━━━ Provided text ━━━
Adapting cities for a sustainable future, with Rob Adams

Rob Adams is an architect and urban designer. He is the current City Architect for the City of Melbourne and has won multiple awards as the leader of the revitalization of the Melbourne City Centre and surrounds. Rob helped to write, and to put in place, the first comprehensive urban design strategy for the City of Melbourne, based on the idea of creating a vibrant and well-populated street-scape profiting from the city's multi-mode transport system. His urban revitalisation work in the urban core has assisted Melbourne to become one of the world's most liveable cities. 


What do you love about cities?

I think cities are the solution to the biggest problems we face on the planet today. We've got over 50% of the population in cities. Moving to 75% by 2050. They are the economic generators of wealth in our nations, and they also pump out the most greenhouse gases. People move to cities, they lower the size of family, so they affect population growth. I think if we're going to get a solution it's going to come from cities. 

What changes have you seen in cities over the past 20 years that matter the most to you?  

I think one of the things that matters most to me is the ability of cities to adapt. One thing is certain, we're not going to have the time to rebuild our cities in a new form to meet the future, so the only option we've got is we've got to adapt them, and our band of cities are very adaptable. Back in the 1980s when I started, the centre of Melbourne was dead. Everybody had moved to suburbia. And then you look at Melbourne just pre-Covid and it's a vibrant, thriving city and it's one of the most liveable cities in the world. The fact that it was able to change itself over that period is exciting because we're going to have to change our cities to meet the consequences of climate change. 

Tell us about a project you’ve worked on that has been most important to you?  

I think, if you talk about what's been important over that career, you could talk about individual projects and they are important. The most important program was the urban design plan that was started in 1985, and guiding that through because, within about 10, 12 years, most of the people who had worked on that were no longer in the city and I almost felt this responsibility to just keep that plan alive, and the vision of that plan alive and just bring it through the 38 years. And I look back on it and I say, to a certain extent, we've done that.
━━━
§ Exercise requirements
Can you copy out the stretch of the Rob Adams interview from "What do you" through "come from cities.", word for word? The entries after this interview play no part in what follows.
━━━ Data extract ━━━
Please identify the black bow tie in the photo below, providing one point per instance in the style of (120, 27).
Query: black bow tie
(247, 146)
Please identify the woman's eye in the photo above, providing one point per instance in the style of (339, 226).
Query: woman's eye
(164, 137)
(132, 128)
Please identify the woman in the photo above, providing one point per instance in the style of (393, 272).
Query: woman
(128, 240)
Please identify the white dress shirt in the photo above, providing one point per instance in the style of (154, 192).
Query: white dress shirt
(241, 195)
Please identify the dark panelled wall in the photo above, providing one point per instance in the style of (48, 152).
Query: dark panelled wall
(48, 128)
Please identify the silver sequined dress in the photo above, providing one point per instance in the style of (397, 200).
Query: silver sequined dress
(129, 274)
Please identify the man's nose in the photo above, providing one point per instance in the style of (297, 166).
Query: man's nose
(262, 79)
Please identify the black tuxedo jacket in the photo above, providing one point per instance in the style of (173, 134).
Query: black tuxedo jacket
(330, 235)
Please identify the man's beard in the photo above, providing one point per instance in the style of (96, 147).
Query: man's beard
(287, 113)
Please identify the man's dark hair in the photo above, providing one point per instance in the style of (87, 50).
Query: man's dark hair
━━━
§ Written answer
What do you love about cities?

I think cities are the solution to the biggest problems we face on the planet today. We've got over 50% of the population in cities. Moving to 75% by 2050. They are the economic generators of wealth in our nations, and they also pump out the most greenhouse gases. People move to cities, they lower the size of family, so they affect population growth. I think if we're going to get a solution it's going to come from cities.